Task goal — Output every record precisely.

Start of Task data

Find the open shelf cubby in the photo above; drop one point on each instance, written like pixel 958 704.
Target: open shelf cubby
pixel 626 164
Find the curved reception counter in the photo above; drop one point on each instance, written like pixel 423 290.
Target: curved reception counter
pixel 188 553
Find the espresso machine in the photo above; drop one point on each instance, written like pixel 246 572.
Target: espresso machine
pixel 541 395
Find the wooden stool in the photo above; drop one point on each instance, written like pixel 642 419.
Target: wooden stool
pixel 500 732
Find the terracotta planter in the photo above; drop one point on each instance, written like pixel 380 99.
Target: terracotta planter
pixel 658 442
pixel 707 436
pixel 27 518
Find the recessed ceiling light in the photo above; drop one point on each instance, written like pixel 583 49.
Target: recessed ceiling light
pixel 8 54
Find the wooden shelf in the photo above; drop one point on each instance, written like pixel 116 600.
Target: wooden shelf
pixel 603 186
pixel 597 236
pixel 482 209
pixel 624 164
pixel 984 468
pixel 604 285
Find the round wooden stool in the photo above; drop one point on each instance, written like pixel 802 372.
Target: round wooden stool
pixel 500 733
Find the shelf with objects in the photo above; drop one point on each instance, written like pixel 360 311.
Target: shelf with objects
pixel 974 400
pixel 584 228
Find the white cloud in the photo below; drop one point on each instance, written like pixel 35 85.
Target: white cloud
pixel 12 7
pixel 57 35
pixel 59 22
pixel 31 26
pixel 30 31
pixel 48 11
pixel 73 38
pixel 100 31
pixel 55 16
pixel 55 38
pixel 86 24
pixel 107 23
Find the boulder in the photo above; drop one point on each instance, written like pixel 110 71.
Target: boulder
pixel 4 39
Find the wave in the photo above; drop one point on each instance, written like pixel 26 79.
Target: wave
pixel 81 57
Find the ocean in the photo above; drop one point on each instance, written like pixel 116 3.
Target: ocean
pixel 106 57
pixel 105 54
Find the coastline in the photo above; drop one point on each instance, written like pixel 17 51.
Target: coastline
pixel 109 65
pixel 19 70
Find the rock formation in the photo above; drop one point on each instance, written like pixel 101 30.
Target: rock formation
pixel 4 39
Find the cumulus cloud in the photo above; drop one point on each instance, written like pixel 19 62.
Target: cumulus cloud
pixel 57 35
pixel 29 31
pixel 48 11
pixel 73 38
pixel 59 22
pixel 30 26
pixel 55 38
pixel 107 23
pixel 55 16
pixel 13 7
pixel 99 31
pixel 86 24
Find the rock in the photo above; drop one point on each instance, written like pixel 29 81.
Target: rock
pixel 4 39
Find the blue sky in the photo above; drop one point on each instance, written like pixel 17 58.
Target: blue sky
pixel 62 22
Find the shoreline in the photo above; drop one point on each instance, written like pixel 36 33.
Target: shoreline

End of Task data

Reply to the exercise —
Find the open shelf cubby in the photo above; drop one point on each instance, written like pixel 958 704.
Target: open shelf cubby
pixel 626 164
Find the curved reception counter in the photo above; drop one point on each instance, written like pixel 423 290.
Target: curved reception counter
pixel 188 553
Find the espresso machine in the photo above; drop one point on each instance, written like pixel 246 572.
Target: espresso machine
pixel 541 395
Find the wooden stool in the photo above; drop one point on each instance, written like pixel 642 419.
Target: wooden stool
pixel 500 732
Find the terracotta planter in the photo above; drop one point on each instance, written like pixel 380 99.
Target: terracotta planter
pixel 658 442
pixel 707 436
pixel 27 518
Find the recessed ceiling light in the photo above; drop one point on each instance, written like pixel 583 49.
Target: recessed ceiling light
pixel 8 54
Find the wooden shelf in the photo above; drop one point on each instance, written like pixel 116 600.
Target: wooden shelf
pixel 603 186
pixel 597 236
pixel 482 209
pixel 624 164
pixel 984 468
pixel 604 285
Find the round wooden stool in the photo above; drop one point on each instance, written like pixel 802 372.
Target: round wooden stool
pixel 500 733
Find the shelf with objects in the photo above; drop one point on each instance, written like pixel 360 311.
Target: shelf with objects
pixel 974 400
pixel 584 228
Find the white cloud in the photo below; drop one point on each instance, written like pixel 35 85.
Target: white cloud
pixel 12 7
pixel 57 35
pixel 59 22
pixel 31 26
pixel 30 31
pixel 48 11
pixel 73 38
pixel 100 31
pixel 55 16
pixel 55 38
pixel 86 24
pixel 107 23
Find the boulder in the photo above; drop one point on each instance, written like pixel 110 71.
Target: boulder
pixel 4 39
Find the wave in the photo above; drop one point on each instance, written like pixel 26 79.
Target: wave
pixel 81 57
Find the ocean in the photo above; drop one point on each instance, written like pixel 116 3.
Target: ocean
pixel 106 57
pixel 105 54
Find the coastline in the photo above; drop one point on each instance, written like pixel 17 51.
Target: coastline
pixel 109 65
pixel 19 70
Find the rock formation in the photo above; drop one point on each instance, written like pixel 101 30.
Target: rock formation
pixel 4 39
Find the cumulus cloud in the photo above; drop one point on each instance, written like pixel 19 62.
Target: cumulus cloud
pixel 57 35
pixel 29 31
pixel 48 11
pixel 73 38
pixel 59 22
pixel 30 26
pixel 55 38
pixel 107 23
pixel 55 16
pixel 13 7
pixel 99 31
pixel 86 24
Find the rock in the photo above; drop one point on each instance, written like pixel 29 81.
Target: rock
pixel 4 39
Find the blue sky in the photo above; drop one point on each instance, written like pixel 17 58.
Target: blue sky
pixel 62 22
Find the shoreline in the photo above; drop one point on each instance, written like pixel 36 33.
Target: shoreline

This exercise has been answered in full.